TASK GOAL
Below are records; reproduce exactly the lines from the one containing "Find the person walking" through the end, both included, and only those.
### RECORDS FOR THIS TASK
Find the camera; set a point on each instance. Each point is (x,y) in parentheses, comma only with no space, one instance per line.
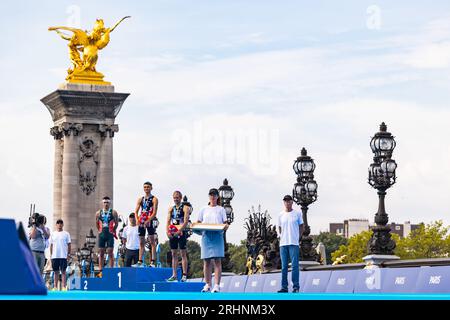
(36,219)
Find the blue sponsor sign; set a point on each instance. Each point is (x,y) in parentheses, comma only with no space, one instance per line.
(400,280)
(316,281)
(237,284)
(369,280)
(342,281)
(272,282)
(255,283)
(224,283)
(434,279)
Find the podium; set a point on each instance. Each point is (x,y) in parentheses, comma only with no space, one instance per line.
(136,279)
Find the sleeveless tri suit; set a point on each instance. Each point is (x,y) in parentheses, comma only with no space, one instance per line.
(106,223)
(146,212)
(177,220)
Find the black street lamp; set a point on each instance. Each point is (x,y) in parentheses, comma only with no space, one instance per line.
(305,193)
(381,177)
(226,194)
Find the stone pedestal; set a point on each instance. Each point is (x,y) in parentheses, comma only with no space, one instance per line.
(378,259)
(83,130)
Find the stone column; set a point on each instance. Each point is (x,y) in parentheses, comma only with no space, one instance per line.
(70,180)
(105,172)
(57,173)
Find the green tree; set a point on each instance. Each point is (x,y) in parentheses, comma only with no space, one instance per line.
(238,256)
(428,241)
(331,241)
(356,247)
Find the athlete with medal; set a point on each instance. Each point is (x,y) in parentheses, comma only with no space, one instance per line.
(148,207)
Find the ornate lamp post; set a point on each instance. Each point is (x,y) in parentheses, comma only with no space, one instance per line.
(90,242)
(226,194)
(305,193)
(381,177)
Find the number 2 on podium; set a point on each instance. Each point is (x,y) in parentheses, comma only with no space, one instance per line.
(119,275)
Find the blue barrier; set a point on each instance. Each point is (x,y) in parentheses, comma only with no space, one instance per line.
(19,273)
(302,275)
(177,286)
(255,283)
(342,281)
(400,280)
(316,281)
(224,283)
(272,282)
(433,279)
(369,280)
(237,284)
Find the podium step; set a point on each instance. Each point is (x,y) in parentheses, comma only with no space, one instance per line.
(164,286)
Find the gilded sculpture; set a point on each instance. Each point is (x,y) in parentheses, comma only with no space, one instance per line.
(83,51)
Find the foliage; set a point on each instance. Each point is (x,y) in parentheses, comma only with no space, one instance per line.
(238,256)
(428,241)
(355,249)
(331,241)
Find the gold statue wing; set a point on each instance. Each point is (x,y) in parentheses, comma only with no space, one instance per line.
(81,35)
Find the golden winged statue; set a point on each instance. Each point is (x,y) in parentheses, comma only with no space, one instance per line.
(87,43)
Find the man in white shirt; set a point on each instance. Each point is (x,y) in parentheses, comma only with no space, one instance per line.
(59,252)
(290,227)
(131,238)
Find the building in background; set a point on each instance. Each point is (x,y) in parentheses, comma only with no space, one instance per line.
(351,227)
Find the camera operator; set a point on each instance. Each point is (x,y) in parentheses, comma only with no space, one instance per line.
(38,236)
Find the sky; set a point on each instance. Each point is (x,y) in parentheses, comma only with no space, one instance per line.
(234,89)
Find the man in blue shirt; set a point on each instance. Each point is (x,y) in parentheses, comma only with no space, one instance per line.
(290,227)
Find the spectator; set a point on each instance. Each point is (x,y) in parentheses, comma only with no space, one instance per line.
(131,239)
(59,252)
(290,226)
(38,237)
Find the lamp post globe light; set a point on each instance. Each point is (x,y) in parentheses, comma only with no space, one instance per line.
(305,193)
(382,176)
(90,242)
(226,194)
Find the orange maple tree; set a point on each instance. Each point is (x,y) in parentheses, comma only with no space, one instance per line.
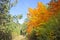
(37,16)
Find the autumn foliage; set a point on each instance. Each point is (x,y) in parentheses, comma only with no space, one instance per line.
(44,21)
(37,16)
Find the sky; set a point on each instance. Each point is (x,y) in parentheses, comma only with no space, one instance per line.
(22,7)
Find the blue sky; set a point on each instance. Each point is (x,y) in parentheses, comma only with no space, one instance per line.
(22,7)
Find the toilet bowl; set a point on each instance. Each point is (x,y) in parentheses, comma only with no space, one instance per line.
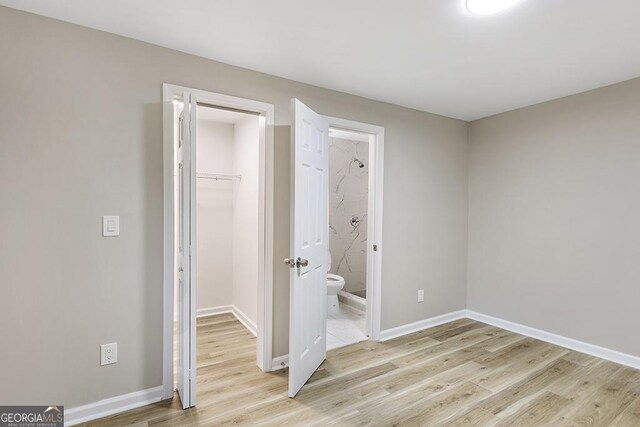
(334,284)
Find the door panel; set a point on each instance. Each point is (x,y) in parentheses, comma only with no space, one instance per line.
(185,363)
(309,223)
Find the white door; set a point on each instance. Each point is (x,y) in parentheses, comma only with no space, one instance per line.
(309,223)
(184,256)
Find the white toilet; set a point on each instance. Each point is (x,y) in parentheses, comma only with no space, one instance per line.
(334,284)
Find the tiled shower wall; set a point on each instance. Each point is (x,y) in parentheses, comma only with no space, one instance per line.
(348,186)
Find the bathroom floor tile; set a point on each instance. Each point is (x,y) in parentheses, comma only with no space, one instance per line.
(345,327)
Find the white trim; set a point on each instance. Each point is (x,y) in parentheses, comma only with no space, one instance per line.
(112,405)
(242,318)
(265,267)
(212,311)
(280,362)
(418,326)
(570,343)
(374,214)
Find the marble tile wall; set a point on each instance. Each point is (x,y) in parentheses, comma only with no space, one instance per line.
(348,186)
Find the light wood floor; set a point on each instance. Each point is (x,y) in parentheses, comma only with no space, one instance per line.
(464,373)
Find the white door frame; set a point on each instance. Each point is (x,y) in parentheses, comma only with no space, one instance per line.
(374,218)
(265,229)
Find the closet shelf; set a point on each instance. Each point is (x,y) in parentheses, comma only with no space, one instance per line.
(218,177)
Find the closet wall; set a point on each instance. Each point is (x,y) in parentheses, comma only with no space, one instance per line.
(215,153)
(228,215)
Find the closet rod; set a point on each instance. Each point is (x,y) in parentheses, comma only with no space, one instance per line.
(218,177)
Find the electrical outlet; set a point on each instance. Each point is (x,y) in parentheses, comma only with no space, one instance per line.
(108,353)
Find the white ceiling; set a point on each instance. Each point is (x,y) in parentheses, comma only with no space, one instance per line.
(217,115)
(426,54)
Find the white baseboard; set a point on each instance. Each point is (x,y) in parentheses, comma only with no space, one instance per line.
(112,405)
(242,318)
(409,328)
(248,323)
(212,311)
(280,362)
(570,343)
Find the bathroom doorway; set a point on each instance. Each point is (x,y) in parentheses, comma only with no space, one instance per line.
(355,197)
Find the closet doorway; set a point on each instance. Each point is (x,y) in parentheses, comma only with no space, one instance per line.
(218,232)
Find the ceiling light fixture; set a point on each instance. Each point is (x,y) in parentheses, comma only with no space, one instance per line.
(489,7)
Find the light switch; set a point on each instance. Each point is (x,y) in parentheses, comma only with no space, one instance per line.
(110,226)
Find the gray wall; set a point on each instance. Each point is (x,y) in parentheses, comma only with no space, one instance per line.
(81,137)
(554,208)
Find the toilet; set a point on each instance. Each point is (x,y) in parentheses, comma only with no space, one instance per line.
(334,284)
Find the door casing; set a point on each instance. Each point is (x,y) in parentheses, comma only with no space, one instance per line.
(170,93)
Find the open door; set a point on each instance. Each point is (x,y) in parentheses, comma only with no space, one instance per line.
(309,223)
(185,259)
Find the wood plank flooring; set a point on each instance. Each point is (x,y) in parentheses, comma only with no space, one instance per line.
(464,373)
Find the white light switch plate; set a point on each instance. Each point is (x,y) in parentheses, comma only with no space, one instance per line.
(110,226)
(108,353)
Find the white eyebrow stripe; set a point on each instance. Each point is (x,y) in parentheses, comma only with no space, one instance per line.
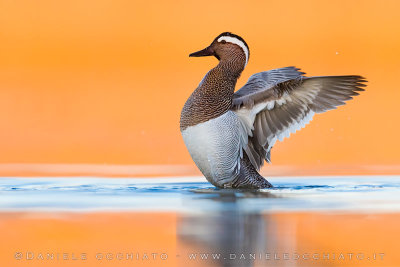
(236,41)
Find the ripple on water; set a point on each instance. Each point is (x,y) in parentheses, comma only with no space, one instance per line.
(187,194)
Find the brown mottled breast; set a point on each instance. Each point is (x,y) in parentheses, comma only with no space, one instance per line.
(211,99)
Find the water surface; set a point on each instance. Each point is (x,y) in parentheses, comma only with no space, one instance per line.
(303,221)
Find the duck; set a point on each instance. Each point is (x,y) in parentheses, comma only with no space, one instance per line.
(229,134)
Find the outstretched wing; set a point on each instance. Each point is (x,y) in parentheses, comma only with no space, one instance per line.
(276,103)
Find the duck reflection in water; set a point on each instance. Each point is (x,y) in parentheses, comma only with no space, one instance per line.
(230,234)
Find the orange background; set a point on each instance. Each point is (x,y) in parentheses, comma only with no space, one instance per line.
(104,81)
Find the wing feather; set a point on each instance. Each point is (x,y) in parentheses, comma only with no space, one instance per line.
(276,103)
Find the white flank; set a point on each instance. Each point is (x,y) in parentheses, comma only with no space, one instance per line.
(236,41)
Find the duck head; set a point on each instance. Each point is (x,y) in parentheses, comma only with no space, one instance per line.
(226,47)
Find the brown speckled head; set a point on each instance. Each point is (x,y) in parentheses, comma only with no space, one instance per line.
(214,95)
(224,47)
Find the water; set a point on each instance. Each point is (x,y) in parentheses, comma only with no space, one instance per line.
(300,222)
(357,194)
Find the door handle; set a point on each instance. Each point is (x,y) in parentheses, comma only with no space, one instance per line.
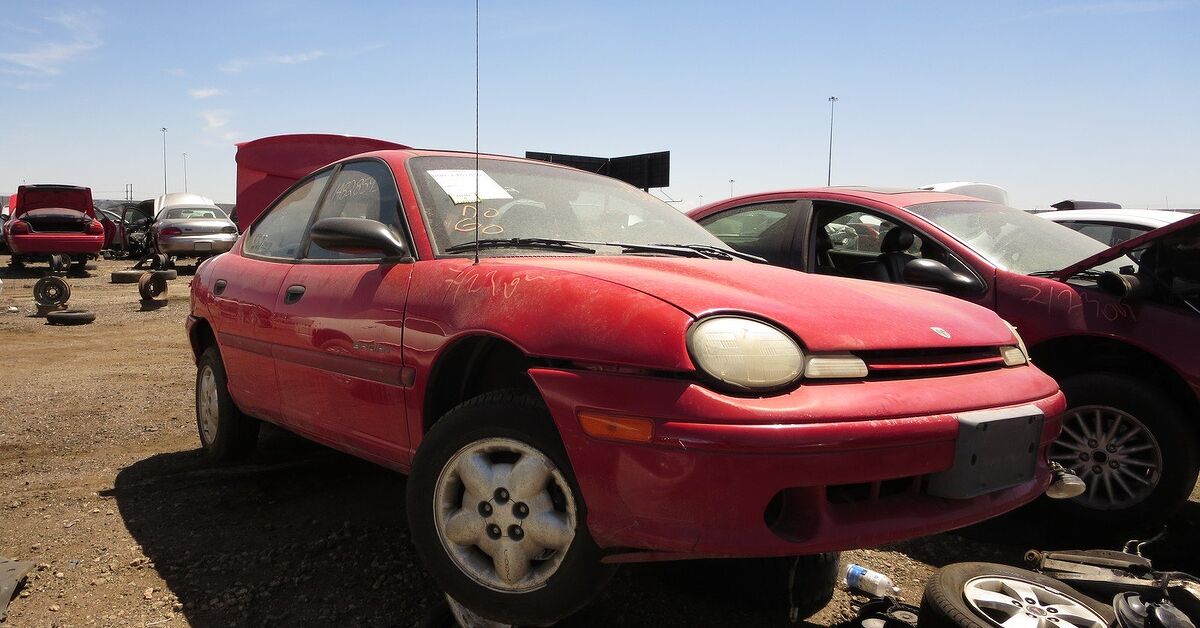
(293,294)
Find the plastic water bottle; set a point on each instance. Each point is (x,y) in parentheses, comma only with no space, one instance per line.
(868,582)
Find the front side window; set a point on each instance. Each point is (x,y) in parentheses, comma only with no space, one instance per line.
(361,190)
(523,199)
(281,232)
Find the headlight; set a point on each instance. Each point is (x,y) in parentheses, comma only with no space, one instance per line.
(745,353)
(1014,356)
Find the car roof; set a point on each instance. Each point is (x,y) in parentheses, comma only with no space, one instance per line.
(1141,217)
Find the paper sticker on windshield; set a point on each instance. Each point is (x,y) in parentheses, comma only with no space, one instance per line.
(461,185)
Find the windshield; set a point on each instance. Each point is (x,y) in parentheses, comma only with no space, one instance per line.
(191,213)
(523,199)
(1013,239)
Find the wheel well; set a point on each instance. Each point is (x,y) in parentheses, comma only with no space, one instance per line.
(201,338)
(469,368)
(1063,357)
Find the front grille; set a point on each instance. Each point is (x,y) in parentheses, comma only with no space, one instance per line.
(897,364)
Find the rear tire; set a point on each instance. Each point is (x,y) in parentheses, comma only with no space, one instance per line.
(532,578)
(226,434)
(985,594)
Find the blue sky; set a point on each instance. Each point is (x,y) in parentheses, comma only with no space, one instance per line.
(1050,100)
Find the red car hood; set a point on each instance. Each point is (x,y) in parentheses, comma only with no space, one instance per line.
(827,314)
(1129,245)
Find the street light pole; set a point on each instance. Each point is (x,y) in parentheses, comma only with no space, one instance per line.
(163,160)
(829,171)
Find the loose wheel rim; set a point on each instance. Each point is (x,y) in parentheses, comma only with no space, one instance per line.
(1015,603)
(504,514)
(208,404)
(1114,453)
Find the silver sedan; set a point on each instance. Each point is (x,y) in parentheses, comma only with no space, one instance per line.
(193,232)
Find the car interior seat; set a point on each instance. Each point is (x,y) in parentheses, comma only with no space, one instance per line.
(893,256)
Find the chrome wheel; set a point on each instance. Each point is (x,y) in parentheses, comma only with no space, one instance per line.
(504,514)
(208,405)
(1113,452)
(1013,603)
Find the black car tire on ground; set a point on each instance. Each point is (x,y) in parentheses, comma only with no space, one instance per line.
(126,276)
(945,604)
(577,576)
(227,435)
(1176,440)
(70,317)
(153,286)
(52,291)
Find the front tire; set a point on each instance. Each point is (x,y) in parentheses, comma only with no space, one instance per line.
(496,513)
(987,596)
(226,434)
(1133,447)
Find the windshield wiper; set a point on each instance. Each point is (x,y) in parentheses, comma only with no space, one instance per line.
(520,243)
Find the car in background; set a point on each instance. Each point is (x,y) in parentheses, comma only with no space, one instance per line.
(1128,360)
(595,378)
(190,226)
(53,223)
(1113,226)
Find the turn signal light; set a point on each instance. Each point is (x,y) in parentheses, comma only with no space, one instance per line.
(616,428)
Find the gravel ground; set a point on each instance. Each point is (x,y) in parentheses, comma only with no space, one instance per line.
(102,485)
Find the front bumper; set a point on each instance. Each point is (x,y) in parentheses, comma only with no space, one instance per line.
(197,245)
(826,467)
(49,243)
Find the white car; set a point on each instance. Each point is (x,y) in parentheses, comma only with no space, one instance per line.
(1114,226)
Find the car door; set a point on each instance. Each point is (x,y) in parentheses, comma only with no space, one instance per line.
(340,362)
(246,289)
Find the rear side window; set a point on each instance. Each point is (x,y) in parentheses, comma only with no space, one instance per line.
(282,229)
(361,190)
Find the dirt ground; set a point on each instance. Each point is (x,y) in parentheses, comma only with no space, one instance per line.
(102,485)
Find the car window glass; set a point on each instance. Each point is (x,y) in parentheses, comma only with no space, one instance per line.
(762,229)
(361,190)
(281,231)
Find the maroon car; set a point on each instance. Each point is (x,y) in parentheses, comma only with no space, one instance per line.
(1122,336)
(55,223)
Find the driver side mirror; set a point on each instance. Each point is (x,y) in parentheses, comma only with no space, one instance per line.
(359,237)
(936,275)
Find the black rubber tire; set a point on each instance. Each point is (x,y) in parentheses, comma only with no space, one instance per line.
(581,574)
(1175,435)
(153,286)
(237,432)
(943,604)
(52,291)
(70,317)
(126,276)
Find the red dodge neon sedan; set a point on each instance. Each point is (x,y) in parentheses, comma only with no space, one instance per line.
(1119,327)
(606,383)
(55,223)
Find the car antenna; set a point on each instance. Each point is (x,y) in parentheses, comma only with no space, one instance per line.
(477,133)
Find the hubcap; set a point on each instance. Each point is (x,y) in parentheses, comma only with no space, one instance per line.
(1110,450)
(505,514)
(208,405)
(1014,603)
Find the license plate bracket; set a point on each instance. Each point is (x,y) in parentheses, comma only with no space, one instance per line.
(995,449)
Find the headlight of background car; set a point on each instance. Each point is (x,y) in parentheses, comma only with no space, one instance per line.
(1014,356)
(745,353)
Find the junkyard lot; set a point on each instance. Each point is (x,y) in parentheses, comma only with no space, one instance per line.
(102,484)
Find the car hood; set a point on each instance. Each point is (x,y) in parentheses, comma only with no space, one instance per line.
(827,314)
(1192,222)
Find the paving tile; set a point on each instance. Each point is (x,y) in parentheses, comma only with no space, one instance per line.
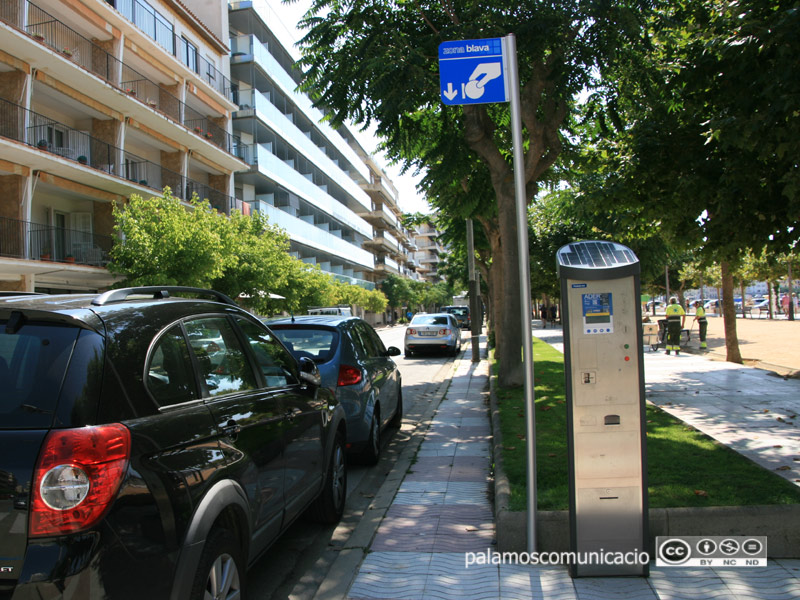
(518,582)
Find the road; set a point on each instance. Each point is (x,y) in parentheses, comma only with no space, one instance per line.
(298,562)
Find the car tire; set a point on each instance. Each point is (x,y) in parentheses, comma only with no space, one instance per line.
(397,419)
(221,571)
(329,506)
(372,451)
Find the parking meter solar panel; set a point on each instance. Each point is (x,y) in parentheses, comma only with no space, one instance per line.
(603,358)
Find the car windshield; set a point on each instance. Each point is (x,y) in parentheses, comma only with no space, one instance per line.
(429,320)
(317,344)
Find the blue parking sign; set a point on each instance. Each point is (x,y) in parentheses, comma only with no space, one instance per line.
(472,72)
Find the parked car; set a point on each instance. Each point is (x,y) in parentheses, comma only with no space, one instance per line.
(461,313)
(153,446)
(353,362)
(433,331)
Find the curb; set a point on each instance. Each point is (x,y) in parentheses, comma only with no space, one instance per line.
(553,526)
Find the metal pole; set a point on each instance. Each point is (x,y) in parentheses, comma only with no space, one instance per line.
(524,280)
(474,300)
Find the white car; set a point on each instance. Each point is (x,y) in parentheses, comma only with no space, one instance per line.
(433,331)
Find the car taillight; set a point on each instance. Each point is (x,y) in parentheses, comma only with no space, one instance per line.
(78,474)
(348,376)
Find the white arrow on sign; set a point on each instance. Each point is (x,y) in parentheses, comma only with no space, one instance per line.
(482,75)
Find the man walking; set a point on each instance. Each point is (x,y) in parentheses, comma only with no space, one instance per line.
(700,317)
(676,317)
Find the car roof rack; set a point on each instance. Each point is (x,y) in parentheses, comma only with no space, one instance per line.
(158,292)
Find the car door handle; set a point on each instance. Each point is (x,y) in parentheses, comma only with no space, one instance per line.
(293,412)
(231,428)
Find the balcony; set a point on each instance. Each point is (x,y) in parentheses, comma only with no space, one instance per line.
(312,236)
(249,48)
(284,127)
(32,241)
(63,142)
(48,31)
(146,18)
(286,177)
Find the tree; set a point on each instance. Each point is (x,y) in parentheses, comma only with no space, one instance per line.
(166,244)
(376,61)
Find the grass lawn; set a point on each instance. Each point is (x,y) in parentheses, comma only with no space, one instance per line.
(684,466)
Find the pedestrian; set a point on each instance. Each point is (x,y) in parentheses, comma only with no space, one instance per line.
(702,323)
(676,318)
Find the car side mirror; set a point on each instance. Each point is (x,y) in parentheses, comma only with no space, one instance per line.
(309,371)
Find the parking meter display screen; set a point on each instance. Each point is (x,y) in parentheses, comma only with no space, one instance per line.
(598,313)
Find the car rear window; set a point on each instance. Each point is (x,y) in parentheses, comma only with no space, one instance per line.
(33,361)
(317,344)
(429,320)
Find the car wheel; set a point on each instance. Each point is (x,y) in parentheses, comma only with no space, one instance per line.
(372,450)
(329,506)
(397,419)
(221,572)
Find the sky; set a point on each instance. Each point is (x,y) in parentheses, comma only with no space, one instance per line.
(288,15)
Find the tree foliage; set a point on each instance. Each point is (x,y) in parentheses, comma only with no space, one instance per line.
(162,242)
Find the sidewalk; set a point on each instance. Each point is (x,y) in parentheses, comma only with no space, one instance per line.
(443,510)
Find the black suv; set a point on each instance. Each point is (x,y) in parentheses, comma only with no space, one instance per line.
(152,446)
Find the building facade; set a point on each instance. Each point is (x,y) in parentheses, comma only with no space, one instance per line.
(303,174)
(101,100)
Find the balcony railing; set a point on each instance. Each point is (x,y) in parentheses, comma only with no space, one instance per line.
(30,128)
(46,29)
(146,18)
(32,241)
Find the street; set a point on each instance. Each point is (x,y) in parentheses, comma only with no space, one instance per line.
(298,562)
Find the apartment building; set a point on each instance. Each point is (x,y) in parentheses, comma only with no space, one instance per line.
(303,174)
(100,100)
(393,244)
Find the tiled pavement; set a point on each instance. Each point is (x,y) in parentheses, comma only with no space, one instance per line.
(442,510)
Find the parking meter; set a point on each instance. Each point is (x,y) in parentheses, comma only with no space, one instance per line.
(603,365)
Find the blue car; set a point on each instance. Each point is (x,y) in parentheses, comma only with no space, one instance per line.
(354,363)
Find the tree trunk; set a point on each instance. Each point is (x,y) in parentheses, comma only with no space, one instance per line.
(729,314)
(510,368)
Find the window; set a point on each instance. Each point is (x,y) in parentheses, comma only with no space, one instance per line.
(188,54)
(276,364)
(224,367)
(170,378)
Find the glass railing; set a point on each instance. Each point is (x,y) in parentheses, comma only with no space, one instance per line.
(155,26)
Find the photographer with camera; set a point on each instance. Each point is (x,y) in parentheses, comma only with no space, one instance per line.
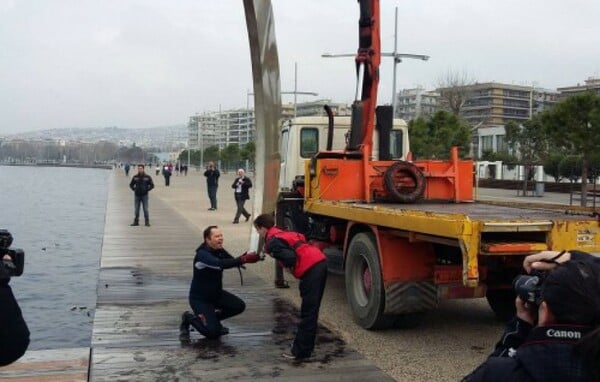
(14,334)
(555,335)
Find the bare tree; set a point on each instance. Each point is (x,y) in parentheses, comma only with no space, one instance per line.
(453,87)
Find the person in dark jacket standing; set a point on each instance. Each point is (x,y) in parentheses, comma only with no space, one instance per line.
(141,184)
(241,185)
(167,174)
(308,264)
(557,337)
(210,303)
(212,175)
(14,333)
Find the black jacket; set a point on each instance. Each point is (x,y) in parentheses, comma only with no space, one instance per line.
(14,334)
(246,184)
(525,353)
(212,177)
(207,283)
(141,184)
(534,354)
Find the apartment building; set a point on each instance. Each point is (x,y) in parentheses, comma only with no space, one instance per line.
(417,102)
(489,106)
(221,128)
(591,84)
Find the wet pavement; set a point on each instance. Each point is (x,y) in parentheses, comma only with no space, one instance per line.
(142,292)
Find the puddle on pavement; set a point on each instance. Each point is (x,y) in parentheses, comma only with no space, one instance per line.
(284,320)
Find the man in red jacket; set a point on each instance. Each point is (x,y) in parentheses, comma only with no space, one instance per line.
(308,264)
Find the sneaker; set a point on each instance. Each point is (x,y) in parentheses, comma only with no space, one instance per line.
(288,356)
(184,327)
(281,284)
(291,357)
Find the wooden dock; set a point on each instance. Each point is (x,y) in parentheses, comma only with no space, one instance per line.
(143,284)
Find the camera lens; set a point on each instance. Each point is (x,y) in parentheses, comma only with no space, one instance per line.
(528,288)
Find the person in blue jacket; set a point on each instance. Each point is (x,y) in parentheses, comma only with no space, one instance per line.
(209,301)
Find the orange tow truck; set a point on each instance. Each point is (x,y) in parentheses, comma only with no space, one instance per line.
(406,234)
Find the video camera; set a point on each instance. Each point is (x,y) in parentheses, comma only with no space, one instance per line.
(529,287)
(13,260)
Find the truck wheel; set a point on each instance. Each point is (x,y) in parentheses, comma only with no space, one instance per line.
(364,284)
(405,182)
(288,224)
(502,302)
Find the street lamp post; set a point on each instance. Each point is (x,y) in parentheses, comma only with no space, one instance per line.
(295,92)
(395,55)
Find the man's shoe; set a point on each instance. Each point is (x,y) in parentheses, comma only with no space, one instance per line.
(184,327)
(291,357)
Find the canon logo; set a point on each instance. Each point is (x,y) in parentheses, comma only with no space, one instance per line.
(563,334)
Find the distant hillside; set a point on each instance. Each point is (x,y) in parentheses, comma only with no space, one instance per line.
(165,136)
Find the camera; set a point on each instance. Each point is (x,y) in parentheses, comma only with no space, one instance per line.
(13,260)
(529,287)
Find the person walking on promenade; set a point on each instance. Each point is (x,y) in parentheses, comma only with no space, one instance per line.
(241,185)
(141,184)
(167,175)
(212,175)
(308,264)
(209,301)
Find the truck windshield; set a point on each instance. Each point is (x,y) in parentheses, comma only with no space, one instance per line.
(396,149)
(309,142)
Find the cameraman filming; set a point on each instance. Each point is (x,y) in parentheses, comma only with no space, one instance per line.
(555,335)
(14,334)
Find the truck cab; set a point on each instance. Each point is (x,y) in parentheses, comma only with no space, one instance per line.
(301,138)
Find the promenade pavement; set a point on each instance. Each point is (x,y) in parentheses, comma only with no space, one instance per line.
(142,291)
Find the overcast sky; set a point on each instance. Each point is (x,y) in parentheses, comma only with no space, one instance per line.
(146,63)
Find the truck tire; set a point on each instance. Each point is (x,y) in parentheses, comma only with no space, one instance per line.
(364,284)
(502,302)
(405,182)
######
EXERCISE SOLUTION
Find the person walking on promenade; set a point on each instance. Each point is (x,y) in parentheses, comma only with no space, one instance per line.
(241,185)
(141,184)
(167,175)
(212,175)
(308,264)
(209,301)
Find the truck windshield; set a point on each instance. Each point is (x,y) in parentheses, comma only with no space, one instance per line.
(396,149)
(309,142)
Find the cameraman filming; set a point on each instance. Each point is (x,y) in parentheses, comma only with no space, one instance per line.
(555,335)
(14,334)
Find the truck cab; set a point on each instance. Each point is (x,y) in parentheses, comma only with no space, one instance per line.
(301,138)
Find the promenade pavement; set a point on each instance. Each point is (x,y) in parentheses, comma only with no space, one instance per line.
(142,291)
Find the overcast sky; set a point on each instance. Each point is (x,y) in parentheses, comma only with no space, one instance per line.
(146,63)
Find the truck tire; set a point on each instance. Each point is (x,y) in parentheses, comma only with no space, one instance per line.
(364,284)
(502,302)
(405,182)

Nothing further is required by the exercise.